● Bereitgestellte Unterlagen:
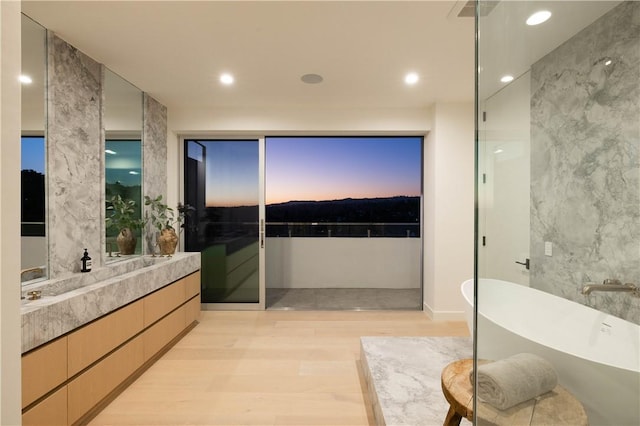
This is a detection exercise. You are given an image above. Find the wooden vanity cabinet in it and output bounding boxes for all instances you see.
[22,271,200,425]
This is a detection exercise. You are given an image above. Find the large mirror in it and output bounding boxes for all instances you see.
[20,15,48,282]
[104,69,143,262]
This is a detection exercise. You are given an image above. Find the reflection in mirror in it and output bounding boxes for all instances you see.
[20,15,48,282]
[104,69,142,262]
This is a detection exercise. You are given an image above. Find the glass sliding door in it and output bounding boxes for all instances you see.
[184,139,264,309]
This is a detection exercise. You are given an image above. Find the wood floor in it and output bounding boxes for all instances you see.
[91,311,468,425]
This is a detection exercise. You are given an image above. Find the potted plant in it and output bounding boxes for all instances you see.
[105,195,144,255]
[144,195,195,256]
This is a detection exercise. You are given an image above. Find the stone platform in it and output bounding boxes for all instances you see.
[360,337,473,426]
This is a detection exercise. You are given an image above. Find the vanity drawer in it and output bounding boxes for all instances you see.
[67,336,143,424]
[22,336,67,408]
[22,386,67,426]
[68,300,143,377]
[143,306,186,362]
[144,278,186,327]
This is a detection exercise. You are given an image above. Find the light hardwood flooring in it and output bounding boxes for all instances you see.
[91,311,468,425]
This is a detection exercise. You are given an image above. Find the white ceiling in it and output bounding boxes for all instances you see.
[22,0,619,113]
[22,0,474,108]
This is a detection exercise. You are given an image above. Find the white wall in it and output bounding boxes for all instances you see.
[0,1,22,425]
[424,103,474,320]
[266,237,421,289]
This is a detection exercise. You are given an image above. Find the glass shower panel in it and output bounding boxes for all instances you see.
[474,1,640,425]
[185,140,261,304]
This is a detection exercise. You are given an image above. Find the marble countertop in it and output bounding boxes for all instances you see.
[21,253,200,353]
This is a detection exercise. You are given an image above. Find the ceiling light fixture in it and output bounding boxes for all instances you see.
[220,73,235,86]
[527,10,551,25]
[300,74,324,84]
[404,72,420,86]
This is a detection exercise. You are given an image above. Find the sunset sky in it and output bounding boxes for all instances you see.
[188,137,422,207]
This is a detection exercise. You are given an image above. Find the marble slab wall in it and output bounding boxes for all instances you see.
[530,1,640,324]
[47,31,167,279]
[47,32,104,278]
[142,93,168,254]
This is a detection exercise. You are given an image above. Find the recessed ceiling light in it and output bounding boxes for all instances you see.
[527,10,551,25]
[300,74,324,84]
[220,73,234,86]
[404,72,420,85]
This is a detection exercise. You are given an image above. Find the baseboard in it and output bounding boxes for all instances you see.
[423,302,466,321]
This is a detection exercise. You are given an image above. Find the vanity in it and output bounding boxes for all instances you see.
[16,11,195,425]
[21,253,200,425]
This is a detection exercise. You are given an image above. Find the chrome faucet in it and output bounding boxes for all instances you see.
[582,278,640,297]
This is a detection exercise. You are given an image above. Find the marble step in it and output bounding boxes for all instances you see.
[360,337,473,426]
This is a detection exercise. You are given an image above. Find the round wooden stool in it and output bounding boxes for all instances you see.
[441,359,589,426]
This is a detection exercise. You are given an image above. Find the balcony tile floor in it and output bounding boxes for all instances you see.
[266,288,422,311]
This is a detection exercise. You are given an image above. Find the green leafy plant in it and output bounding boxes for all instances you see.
[105,195,145,231]
[144,195,195,231]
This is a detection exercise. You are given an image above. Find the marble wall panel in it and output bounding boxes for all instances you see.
[530,1,640,324]
[142,93,168,254]
[47,32,104,278]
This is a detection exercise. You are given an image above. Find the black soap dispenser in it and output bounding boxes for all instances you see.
[80,249,91,272]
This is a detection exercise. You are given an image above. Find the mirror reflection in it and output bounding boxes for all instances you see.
[104,69,143,262]
[20,15,48,282]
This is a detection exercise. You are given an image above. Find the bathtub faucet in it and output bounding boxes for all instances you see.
[582,278,640,297]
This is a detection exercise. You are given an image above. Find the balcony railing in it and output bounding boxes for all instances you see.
[266,222,420,238]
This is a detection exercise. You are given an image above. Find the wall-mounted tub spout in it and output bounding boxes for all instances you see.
[582,278,640,297]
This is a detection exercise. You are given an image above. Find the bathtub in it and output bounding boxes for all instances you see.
[461,279,640,426]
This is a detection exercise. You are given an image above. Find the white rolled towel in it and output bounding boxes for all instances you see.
[477,353,558,410]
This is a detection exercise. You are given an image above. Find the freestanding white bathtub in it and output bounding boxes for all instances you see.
[462,279,640,426]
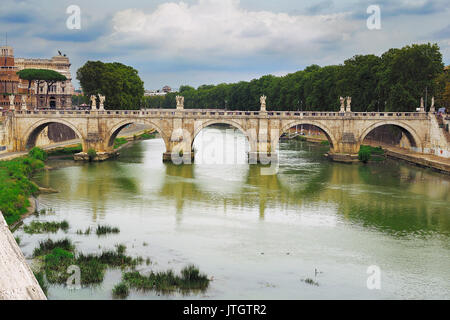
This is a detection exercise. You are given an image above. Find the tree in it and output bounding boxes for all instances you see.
[77,61,144,109]
[141,44,450,112]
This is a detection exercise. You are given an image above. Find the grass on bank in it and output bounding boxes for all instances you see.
[0,148,47,225]
[112,282,130,299]
[23,220,69,234]
[122,265,210,294]
[95,225,120,236]
[34,239,143,285]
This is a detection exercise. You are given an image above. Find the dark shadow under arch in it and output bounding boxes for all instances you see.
[25,121,83,150]
[108,121,167,151]
[191,120,254,152]
[278,121,335,149]
[361,123,421,148]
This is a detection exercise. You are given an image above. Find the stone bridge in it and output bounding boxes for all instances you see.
[0,107,450,163]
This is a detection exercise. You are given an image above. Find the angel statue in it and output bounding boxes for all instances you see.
[259,96,267,111]
[98,93,106,110]
[91,95,97,110]
[9,94,16,110]
[339,97,345,112]
[175,96,184,109]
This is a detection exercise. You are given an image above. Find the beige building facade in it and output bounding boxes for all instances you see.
[15,54,75,109]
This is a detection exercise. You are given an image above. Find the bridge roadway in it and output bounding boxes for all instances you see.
[0,108,442,163]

● Was erwartet wird: Gib bitte alle Zeilen der Liste erneut aus, beginnend mit der Zeile, die "the balcony railing" enthält, und endend mit dem Ende der Liste, auch die Zeilen ohne Koordinaten, die Bildverweise aber nicht. Verschiebe dabei jede Koordinate der Begrenzungsrahmen um -118.

● Lösung der Aufgabe:
This is a detection exercise. You are given an image above. Find the balcony railing in it and output bounding boxes for all instances you see.
[148,104,302,120]
This is a detection exercise. You are given an image above. Find the wall-mounted tub spout in it and output bounding boxes for all instances you see.
[464,160,522,179]
This is a detection exercise. You are given an image above. Find the bathtub in it and output bounding boxes for all instances you see.
[343,161,522,308]
This is a detection exercise. You are given an image above. Find the white rolled towel in it and output bounding boxes for all instances you see.
[359,235,440,292]
This is a detection exercise. You are given an image above. Find the freestanding white bathtub in it and output bounding boxes for all instances you see.
[344,161,522,308]
This is a detection exercise. You are given an image above. Find the tree in it and output bounding boxes for all instances you see.
[-41,-57,26,-9]
[23,-74,332,-6]
This is a detection exercise. You are given an image above. Find the grass on bank in it and output bounding boxes for all instances you see.
[-118,30,-71,107]
[-6,164,12,181]
[-95,102,-49,116]
[4,147,92,176]
[-23,107,2,118]
[-84,121,25,167]
This is a detection exercise. You are given an image above. Find the dark shadow under arch in it and output bounding boxes for all instances you see.
[-93,3,-35,32]
[-10,3,49,33]
[73,2,136,34]
[160,3,217,31]
[243,5,303,30]
This is a detection exercise. You are given an image above. Find the stone bridge in it and output bounding boxes for all instances you see.
[-118,-11,332,45]
This is a detection exercise. You are given an image above. Find the angel statue in it and output bounding boxes for all instances you see.
[141,-22,149,-7]
[-20,-25,-12,-8]
[-27,-23,-21,-8]
[-109,-24,-102,-8]
[221,-21,227,-6]
[57,-22,66,-9]
This is a detection exercise. You are given an image above. Find the beige building facade in it and output bounding boxes for all instances you see.
[-103,-64,-43,-9]
This is a detection exercise. You are given an image above. Find the bridge roadway in it and output bounding boxes for all instances you see.
[-118,-10,324,45]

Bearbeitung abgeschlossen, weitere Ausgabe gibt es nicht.